### Requirement A:
Reproduce the records that follow the blog post word for word, and leave the pictures out of your copy.

Friday, April 18, 2008

Stack vs Recursion

When reading about stacks or recursion, I found lots of people saying that recursion can be simulated using stacks. I knew this was true but never actually tried to convert a recursive code to one using stacks before, well, until today. I found this problem talking about a language that has some kind of regular expression, they gave you the language rules and you them will be given a sentence to check if it's valid or not. First of all, I wrote a recursive code. It was the first thing I thought of, then, having received Wrong Answer for that, I decided to code it again from scratch. I then had the idea of making it using stacks as a replacement of the recursive function. The main idea was something like: having a string of letters push them all in the stack until you find a combination of letters that can be replaced by other simpler combination of letters, so replace them and continue doing this process until you can't make it any simpler. The code looks something like:

//s & s2 are stacks, str is a string
s = Sentence(str);
temp = ToString(s);
s2 = Sentence(temp);
while(s != s2)//can't make the sentence any simpler
{
s = s2;
temp = ToString(s);
s2 = Sentence(temp);
}

The code in Sentence() iterates on the string str passed to it (and oush it in the stack) and whenever it encounters a combination that can get simpler it just pop it from the stack and push the simpler equivalent one. Then back to the main(), I convert it to string to process on it again. I just discovered that I can do so without using a stack and by just using a string. It will save the time of ToString() function, but for me, it's more understandable this way.

### Stored rows:

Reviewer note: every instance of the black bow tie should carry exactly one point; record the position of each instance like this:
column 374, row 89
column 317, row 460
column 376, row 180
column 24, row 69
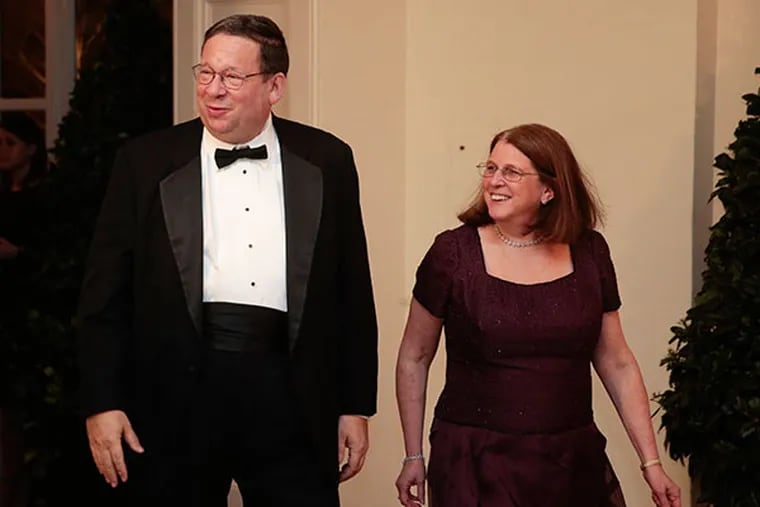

### Requirement B:
List every variable name that appears in the code fragment of the blog post above.

### Correct response A:
Reviewer note: every instance of the black bow tie should carry exactly one point; record the position of each instance like this:
column 374, row 89
column 317, row 460
column 376, row 180
column 24, row 69

### Correct response B:
s, s2, str, temp